(Items from a dataset)
★ ★ ★ ★ ★ ★ ★

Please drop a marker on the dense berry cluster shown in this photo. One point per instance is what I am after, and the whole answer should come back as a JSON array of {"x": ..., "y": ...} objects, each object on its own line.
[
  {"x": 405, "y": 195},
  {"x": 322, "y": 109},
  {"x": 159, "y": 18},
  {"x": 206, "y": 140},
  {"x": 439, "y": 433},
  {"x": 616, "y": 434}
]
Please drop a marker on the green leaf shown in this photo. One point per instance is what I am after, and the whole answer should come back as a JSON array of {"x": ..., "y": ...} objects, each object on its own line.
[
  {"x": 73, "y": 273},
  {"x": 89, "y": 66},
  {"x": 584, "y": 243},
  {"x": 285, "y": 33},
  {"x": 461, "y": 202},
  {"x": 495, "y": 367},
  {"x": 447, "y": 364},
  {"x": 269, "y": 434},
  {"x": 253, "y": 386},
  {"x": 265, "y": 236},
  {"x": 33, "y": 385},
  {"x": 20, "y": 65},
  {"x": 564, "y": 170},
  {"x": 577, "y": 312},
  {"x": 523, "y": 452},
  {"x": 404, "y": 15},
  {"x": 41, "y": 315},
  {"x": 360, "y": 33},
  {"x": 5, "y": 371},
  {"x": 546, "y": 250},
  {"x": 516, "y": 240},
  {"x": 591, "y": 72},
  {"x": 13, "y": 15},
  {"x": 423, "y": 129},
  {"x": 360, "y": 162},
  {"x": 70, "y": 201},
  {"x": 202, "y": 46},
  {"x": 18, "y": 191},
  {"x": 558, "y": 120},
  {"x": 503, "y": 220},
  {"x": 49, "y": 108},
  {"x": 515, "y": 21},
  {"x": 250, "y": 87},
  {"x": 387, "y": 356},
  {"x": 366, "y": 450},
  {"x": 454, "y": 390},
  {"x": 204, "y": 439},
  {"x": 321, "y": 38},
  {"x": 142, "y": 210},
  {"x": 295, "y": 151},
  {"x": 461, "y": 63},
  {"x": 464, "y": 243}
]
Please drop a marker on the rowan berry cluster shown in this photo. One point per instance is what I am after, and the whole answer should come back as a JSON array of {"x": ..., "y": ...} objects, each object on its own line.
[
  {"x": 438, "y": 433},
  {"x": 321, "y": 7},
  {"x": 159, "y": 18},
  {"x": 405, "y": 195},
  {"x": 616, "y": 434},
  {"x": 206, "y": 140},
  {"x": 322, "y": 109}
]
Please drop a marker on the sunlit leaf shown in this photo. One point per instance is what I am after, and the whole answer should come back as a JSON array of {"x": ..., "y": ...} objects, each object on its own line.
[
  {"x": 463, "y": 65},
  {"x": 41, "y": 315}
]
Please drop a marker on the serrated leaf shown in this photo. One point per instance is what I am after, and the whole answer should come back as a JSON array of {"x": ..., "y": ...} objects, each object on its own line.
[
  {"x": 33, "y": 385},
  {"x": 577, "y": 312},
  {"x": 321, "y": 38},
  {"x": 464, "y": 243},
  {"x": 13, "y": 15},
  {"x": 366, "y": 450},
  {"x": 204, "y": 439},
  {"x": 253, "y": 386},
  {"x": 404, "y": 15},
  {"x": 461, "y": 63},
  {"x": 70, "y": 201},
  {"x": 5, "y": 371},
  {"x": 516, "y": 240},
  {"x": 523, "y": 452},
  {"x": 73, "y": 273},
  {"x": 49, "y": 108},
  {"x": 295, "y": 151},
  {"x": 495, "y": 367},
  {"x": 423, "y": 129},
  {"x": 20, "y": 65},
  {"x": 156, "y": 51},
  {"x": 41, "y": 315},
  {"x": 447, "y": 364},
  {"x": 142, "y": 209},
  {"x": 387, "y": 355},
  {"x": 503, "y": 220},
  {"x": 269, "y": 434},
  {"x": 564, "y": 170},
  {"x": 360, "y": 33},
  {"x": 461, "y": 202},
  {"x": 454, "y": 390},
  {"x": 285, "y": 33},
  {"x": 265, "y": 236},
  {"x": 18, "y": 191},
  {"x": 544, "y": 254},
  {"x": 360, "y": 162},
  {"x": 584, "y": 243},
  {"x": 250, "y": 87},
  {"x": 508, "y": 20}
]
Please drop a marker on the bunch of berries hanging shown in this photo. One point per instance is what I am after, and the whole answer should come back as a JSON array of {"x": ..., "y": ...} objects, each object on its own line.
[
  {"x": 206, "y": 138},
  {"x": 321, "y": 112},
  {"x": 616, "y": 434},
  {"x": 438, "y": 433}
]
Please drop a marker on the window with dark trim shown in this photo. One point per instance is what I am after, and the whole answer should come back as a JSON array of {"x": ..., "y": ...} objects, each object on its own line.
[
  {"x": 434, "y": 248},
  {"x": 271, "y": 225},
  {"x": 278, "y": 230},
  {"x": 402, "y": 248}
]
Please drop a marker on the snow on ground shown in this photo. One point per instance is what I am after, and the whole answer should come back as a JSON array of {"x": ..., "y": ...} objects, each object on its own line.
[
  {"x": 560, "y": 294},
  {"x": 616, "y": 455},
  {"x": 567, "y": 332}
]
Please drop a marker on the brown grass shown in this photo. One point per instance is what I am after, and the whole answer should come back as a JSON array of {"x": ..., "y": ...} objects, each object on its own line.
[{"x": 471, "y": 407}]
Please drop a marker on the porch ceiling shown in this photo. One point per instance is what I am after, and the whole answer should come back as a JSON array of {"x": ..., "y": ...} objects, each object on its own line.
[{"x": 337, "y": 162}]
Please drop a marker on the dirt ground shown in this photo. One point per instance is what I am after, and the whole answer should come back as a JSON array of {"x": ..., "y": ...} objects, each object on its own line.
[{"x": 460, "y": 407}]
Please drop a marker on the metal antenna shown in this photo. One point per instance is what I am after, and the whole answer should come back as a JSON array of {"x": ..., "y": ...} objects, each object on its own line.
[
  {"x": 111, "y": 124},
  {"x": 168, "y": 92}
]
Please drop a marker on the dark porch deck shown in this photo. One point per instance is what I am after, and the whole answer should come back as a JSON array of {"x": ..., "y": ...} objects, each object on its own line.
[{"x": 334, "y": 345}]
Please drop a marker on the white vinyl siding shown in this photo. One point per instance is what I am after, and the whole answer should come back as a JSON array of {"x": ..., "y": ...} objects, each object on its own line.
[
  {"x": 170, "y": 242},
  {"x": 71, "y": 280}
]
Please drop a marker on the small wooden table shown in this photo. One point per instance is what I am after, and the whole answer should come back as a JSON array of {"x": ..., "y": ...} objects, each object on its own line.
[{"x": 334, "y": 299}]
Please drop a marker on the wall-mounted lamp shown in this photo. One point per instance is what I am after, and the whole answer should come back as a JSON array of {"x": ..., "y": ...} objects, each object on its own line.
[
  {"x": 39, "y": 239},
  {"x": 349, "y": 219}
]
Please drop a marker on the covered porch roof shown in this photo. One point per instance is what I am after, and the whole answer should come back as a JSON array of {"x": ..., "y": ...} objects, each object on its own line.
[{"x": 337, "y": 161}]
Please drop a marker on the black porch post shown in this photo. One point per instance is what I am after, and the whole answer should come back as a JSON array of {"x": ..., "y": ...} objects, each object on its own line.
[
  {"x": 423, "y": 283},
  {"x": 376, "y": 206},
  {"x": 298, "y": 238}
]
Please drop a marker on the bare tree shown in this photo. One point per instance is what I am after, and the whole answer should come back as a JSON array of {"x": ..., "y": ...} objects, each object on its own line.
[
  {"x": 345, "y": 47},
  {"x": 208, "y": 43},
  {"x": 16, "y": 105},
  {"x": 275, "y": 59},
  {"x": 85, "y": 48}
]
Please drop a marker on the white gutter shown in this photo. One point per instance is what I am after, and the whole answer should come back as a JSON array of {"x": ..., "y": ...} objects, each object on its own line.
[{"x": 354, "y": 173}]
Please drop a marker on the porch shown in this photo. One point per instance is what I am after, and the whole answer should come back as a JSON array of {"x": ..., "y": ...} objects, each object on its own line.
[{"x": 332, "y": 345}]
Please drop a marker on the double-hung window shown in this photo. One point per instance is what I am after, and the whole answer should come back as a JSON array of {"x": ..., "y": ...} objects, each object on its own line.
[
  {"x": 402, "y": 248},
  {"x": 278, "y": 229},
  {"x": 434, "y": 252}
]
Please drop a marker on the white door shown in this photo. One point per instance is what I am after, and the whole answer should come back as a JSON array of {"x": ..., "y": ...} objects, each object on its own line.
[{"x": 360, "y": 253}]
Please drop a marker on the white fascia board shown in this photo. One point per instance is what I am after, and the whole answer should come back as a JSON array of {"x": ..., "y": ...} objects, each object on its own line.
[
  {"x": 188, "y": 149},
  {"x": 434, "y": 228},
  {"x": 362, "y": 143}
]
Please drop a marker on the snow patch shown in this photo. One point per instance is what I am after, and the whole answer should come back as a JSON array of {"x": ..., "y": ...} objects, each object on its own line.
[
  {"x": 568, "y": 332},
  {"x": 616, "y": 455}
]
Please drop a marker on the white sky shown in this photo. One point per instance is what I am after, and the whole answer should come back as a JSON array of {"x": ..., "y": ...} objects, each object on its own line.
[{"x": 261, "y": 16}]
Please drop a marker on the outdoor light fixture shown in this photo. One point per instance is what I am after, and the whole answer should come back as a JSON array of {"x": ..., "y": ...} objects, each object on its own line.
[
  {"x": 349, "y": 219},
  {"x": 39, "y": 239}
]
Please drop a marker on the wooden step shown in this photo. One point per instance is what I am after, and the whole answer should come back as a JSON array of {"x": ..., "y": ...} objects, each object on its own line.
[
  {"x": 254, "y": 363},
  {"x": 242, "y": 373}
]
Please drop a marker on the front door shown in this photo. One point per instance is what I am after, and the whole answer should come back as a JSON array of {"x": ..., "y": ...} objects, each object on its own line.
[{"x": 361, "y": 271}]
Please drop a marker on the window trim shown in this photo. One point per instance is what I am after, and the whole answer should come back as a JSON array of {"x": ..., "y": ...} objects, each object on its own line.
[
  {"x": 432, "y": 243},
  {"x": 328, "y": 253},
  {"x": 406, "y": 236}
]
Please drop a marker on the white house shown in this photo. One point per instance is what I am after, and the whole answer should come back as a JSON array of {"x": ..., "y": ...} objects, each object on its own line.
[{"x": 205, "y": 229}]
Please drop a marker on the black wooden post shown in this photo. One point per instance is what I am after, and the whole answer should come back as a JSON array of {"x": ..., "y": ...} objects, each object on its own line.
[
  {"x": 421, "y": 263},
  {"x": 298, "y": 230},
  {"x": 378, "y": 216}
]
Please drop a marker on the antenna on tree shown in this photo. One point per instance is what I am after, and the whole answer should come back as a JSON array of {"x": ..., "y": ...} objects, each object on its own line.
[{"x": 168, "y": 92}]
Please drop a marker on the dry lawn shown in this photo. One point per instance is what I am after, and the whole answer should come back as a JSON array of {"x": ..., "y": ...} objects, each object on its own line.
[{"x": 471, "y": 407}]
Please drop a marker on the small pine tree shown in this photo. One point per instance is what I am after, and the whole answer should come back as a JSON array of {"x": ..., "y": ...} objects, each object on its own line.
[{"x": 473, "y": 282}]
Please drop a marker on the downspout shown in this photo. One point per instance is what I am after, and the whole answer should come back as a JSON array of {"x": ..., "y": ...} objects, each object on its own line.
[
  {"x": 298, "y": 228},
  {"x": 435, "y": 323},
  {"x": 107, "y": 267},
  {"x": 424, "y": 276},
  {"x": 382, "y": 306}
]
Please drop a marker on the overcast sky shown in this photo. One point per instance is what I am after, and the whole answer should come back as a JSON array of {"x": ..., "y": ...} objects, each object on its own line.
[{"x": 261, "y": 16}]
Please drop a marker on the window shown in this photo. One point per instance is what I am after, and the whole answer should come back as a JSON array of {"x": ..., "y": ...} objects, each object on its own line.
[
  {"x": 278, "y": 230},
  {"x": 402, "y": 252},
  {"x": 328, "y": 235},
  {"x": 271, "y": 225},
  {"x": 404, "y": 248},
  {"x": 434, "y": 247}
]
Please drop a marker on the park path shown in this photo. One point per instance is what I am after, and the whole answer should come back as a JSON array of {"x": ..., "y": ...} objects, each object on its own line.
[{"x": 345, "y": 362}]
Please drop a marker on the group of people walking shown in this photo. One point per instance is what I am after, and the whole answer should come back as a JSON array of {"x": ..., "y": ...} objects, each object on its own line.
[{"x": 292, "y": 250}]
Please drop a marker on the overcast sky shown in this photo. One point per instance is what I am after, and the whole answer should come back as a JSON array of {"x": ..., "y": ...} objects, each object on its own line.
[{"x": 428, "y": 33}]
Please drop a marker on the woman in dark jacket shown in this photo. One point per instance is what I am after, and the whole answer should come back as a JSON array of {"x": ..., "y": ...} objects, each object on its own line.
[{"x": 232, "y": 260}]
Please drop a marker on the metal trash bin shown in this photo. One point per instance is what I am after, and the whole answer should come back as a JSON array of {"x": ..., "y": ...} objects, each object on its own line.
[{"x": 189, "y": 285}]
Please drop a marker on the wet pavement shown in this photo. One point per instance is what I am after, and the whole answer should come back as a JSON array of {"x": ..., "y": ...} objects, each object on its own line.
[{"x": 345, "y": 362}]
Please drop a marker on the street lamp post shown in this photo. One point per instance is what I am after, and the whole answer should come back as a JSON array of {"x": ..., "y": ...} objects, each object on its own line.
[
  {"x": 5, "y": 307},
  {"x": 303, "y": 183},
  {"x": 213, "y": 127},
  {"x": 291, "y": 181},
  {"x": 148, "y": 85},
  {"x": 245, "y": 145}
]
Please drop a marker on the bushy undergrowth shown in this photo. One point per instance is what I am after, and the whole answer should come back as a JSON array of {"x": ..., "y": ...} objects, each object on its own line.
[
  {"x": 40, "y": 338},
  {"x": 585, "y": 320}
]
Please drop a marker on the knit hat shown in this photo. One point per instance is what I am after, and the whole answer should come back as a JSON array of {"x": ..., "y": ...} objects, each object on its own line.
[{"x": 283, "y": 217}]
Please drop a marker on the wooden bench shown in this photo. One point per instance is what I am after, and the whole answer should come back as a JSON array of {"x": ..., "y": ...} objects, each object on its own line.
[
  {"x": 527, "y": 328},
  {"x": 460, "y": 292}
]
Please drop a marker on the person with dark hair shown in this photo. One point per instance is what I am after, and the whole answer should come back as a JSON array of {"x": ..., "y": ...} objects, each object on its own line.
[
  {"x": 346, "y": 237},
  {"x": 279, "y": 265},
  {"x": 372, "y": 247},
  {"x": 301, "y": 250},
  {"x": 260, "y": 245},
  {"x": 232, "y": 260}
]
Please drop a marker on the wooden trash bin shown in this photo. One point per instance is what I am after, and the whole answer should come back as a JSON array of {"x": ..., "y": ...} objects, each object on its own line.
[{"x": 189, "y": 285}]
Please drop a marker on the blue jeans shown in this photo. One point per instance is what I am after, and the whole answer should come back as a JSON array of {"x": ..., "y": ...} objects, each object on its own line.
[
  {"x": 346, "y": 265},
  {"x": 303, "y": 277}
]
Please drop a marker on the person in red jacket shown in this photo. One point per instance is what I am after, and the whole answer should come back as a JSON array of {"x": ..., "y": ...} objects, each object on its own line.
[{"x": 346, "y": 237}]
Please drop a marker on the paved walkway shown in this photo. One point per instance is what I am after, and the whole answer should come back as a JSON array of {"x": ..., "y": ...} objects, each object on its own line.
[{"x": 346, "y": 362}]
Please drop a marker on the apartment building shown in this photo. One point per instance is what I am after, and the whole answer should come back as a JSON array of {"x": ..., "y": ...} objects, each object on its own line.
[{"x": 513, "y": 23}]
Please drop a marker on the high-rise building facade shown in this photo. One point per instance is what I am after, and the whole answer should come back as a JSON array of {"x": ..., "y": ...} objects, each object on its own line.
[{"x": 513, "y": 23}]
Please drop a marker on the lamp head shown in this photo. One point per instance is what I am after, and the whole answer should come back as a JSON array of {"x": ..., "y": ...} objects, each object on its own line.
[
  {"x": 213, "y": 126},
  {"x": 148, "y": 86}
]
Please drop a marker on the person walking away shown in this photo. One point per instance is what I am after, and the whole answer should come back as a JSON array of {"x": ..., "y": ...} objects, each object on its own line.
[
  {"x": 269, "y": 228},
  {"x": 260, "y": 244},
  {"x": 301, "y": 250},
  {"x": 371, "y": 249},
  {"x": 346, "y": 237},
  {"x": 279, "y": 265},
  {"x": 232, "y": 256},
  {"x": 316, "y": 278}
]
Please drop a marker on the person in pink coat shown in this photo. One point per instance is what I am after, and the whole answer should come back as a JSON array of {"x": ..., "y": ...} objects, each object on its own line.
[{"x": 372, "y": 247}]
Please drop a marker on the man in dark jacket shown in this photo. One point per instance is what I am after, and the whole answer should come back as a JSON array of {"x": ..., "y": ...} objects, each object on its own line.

★ ★ ★ ★ ★ ★ ★

* [What is being asked]: Word for word, retype the lines from the one containing "Please drop a marker on the paved" through the final line of the data, including both ends and nothing more.

* [Solution to this task]:
Please drop a marker on the paved walkway shown in this photo. One point per instance is what I am after, and the whole answer should come back as a JSON array of {"x": ..., "y": ...} objects, each object on its own line.
[{"x": 346, "y": 362}]
Please drop a marker on the apartment building shown in this photo. One point per instance is what I am after, and the whole answer should come back as a JSON array of {"x": ..., "y": ...} objects, each object on its own line.
[{"x": 513, "y": 23}]
Please drop a marker on the high-rise building facade shown in this photo. One point per instance is what I am after, and the whole answer should come back as a JSON array of {"x": ..., "y": ...} objects, each object on its own line.
[{"x": 513, "y": 23}]
Please drop a marker on the lamp head shown in this photo. One point per instance is what I am after, and the whole answer should come back as a JSON array of {"x": ..., "y": ...} objects, each object on its own line.
[
  {"x": 213, "y": 126},
  {"x": 148, "y": 86}
]
Please drop a marker on the person walking away shown in this photo. One point per instance is what I am after, and the whole answer should come back as a JSON array of {"x": ..., "y": ...} objects, each object on its own line.
[
  {"x": 269, "y": 228},
  {"x": 260, "y": 244},
  {"x": 301, "y": 250},
  {"x": 371, "y": 249},
  {"x": 346, "y": 237},
  {"x": 279, "y": 265},
  {"x": 232, "y": 256},
  {"x": 316, "y": 278}
]
Please drop a marker on the person in pink coat shown in this photo. One point per instance is what I am after, and the whole answer should come back as a JSON array of {"x": ..., "y": ...} objects, each object on its own line.
[{"x": 372, "y": 247}]
Please drop a marker on the man in dark jacket shown in this photo. One point per instance is what I am after, and the whole answer should come back as a JSON array of {"x": ..., "y": ...} objects, each object on its own line.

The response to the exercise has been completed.